CHALLENGES:
**1)** How would you translate this sentence from the business combination agreement waiver into Spanish: "Capitalized terms used and not otherwise defined herein have the meanings set forth in the Business Combination Agreement (as defined below)."
**2)** Can you write the next part of the business combination agreement waiver, starting after its final WHEREAS clause?

PROVIDED TEXT:
══════════

Exhibit 2.1
Execution Version
BUSINESS COMBINATION AGREEMENT WAIVER
This BUSINESS COMBINATION AGREEMENT WAIVER is made and entered into as of December 8, 2021 (this "Waiver") by and among H.I.G. Growth — AdTheorent Intermediate, LLC, a Delaware limited liability company (the “Blocker”), H.I.G. Growth — AdTheorent, LLC, a Delaware limited liability company (the “Blocker Member”), and AdTheorent Holding Company, LLC, a Delaware limited liability company (the “Company” and, together with the Blocker and the Blocker Member, the "Company Parties"). Capitalized terms used and not otherwise defined herein have the meanings set forth in the Business Combination Agreement (as defined below).
WHEREAS, the Company Parties entered into that certain Business Combination Agreement, dated as of July 27, 2021, with MCAP Acquisition Corporation, GRNT Merger Sub 1 LLC, GRNT Merger Sub 2 LLC, GRNT Merger Sub 3 LLC, and GRNT Merger Sub 4 LLC (as amended from time to time, the “Business Combination Agreement”); and
WHEREAS, pursuant to Section 11.05(b)(iii) of the Business Combination Agreement, the Company Parties desire to provide a waiver as described below.

══════════

GIVEN RECORDS:
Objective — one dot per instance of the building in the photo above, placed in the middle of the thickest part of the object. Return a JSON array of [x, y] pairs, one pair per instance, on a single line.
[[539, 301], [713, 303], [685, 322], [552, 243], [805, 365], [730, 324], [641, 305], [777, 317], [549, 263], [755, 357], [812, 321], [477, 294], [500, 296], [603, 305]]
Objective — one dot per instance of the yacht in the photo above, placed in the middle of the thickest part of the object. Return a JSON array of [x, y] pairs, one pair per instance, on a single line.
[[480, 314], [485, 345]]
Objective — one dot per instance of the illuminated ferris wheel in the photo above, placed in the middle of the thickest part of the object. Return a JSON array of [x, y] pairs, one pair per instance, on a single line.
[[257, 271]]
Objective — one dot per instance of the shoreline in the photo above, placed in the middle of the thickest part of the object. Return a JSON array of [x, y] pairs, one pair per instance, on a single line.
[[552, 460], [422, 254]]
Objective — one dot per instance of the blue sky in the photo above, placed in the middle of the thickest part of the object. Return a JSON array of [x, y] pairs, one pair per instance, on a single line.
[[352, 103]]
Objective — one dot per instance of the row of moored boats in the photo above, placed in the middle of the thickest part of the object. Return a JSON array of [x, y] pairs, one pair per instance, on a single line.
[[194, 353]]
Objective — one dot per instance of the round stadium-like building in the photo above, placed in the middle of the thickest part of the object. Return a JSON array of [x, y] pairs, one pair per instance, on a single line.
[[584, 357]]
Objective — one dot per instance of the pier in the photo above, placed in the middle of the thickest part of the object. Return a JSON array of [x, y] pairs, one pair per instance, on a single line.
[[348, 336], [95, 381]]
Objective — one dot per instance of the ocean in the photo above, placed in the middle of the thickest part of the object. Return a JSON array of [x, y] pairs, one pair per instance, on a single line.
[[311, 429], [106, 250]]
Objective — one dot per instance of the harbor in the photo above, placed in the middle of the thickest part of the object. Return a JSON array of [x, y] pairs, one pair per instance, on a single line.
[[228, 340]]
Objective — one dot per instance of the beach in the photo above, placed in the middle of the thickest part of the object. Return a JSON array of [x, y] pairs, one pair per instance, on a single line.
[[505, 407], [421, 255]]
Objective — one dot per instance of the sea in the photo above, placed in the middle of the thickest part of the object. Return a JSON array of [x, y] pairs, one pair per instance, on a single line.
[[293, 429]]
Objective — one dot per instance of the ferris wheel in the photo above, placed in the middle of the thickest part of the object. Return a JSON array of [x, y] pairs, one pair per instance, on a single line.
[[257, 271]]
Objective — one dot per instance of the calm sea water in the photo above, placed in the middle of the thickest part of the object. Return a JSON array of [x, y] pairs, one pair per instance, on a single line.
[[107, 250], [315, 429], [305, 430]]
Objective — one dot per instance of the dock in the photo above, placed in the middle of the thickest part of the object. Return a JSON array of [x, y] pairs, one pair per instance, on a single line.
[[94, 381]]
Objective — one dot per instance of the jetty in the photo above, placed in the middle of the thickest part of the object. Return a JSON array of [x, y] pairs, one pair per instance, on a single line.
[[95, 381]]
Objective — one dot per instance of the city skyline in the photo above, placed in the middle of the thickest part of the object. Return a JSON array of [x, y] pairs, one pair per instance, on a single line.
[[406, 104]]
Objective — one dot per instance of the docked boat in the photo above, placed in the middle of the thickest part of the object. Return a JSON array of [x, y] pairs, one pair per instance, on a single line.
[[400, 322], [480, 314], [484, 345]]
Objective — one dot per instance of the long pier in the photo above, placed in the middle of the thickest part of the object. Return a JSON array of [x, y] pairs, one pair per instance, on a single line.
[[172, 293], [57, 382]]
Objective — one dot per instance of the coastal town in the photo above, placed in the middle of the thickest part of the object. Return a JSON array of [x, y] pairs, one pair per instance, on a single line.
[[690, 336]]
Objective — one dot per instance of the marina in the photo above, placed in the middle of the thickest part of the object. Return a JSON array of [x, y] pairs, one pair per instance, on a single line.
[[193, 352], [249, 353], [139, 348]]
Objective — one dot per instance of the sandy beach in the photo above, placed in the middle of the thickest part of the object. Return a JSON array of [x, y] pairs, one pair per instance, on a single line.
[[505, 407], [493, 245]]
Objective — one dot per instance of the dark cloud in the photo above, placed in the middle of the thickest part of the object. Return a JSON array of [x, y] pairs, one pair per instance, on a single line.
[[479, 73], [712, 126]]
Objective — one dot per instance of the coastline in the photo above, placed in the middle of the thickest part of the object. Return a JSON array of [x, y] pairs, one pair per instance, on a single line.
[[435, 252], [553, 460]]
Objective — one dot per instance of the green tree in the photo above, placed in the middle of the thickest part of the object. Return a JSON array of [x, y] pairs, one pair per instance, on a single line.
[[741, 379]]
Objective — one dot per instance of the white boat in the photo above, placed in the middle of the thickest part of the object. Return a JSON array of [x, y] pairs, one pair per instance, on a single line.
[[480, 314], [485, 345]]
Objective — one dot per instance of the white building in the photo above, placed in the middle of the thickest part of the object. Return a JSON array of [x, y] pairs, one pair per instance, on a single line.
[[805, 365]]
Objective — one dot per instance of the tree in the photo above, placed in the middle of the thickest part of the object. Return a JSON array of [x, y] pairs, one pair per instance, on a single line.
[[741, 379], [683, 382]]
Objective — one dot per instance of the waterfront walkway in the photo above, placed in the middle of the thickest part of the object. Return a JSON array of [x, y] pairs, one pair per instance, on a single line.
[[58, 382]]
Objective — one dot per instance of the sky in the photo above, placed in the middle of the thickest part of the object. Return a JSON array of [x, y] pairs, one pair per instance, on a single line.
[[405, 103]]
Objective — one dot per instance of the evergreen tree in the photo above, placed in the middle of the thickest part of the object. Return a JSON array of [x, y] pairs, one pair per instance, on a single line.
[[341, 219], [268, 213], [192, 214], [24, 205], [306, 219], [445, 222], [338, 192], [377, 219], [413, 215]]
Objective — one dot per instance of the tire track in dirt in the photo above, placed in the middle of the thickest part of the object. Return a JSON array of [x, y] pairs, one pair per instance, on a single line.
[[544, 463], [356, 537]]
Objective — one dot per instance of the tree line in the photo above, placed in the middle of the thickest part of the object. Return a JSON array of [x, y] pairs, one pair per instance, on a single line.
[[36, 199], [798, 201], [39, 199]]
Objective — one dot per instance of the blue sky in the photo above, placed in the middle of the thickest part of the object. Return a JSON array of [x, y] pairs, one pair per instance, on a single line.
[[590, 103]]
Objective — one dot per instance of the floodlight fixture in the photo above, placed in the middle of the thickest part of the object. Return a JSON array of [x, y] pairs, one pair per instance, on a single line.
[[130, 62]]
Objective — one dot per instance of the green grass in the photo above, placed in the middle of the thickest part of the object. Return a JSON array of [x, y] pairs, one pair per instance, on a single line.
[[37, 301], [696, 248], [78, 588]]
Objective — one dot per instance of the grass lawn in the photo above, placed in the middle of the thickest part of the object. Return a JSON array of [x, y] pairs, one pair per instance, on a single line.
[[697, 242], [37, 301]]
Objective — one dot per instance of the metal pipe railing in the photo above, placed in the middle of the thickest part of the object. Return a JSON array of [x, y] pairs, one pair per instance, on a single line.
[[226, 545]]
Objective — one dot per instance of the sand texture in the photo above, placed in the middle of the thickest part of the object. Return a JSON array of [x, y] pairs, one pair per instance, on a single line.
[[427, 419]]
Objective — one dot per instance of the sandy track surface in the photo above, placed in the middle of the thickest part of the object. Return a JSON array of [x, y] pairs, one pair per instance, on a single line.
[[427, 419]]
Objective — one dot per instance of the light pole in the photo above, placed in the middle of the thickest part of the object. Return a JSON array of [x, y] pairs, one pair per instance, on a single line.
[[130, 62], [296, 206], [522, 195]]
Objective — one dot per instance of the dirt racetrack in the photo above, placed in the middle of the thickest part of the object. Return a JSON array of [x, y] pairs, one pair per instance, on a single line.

══════════

ANSWERS PER TASK:
**1)** Los términos en mayúsculas utilizados y no definidos de otro modo en el presente documento tienen los significados establecidos en el Acuerdo de Combinación de Negocios (según se define más adelante).

**2)**
NOW, THEREFORE, in consideration of the foregoing and the mutual covenants and agreements herein contained, and intending to be legally bound hereby, the Company Parties hereby provides the waiver described in Section 1 below:
| 1. | Waiver. Each of the Company Parties hereby irrevocably waives the conditions set forth in Section 10.03(j) and 10.03(k) of the Business Combination Agreement. |
| 2. | Limited Effect. The Business Combination Agreement shall continue in full force and effect in accordance with its terms. By executing this Waiver, each of the Company Parties acknowledges that this Waiver has been executed and delivered in compliance with Section 11.05 of the Business Combination Agreement. Reference to this Waiver need not be made in the Business Combination Agreement or any other instrument or document executed in connection therewith, or in any certificate, letter or communication issued or made pursuant to, or with respect to, the Business Combination Agreement. |
| 3. | Incorporation by Reference. The provisions of Article XII of the Business Combination Agreement are incorporated herein by reference and shall apply to the terms and provisions of this Waiver and the Company Parties hereto mutatis mutandis. |
[Signature Pages Follow]
IN WITNESS WHEREOF, the Company Parties have caused this Waiver to be executed as of the date first written above by their respective officers thereunto duly authorized.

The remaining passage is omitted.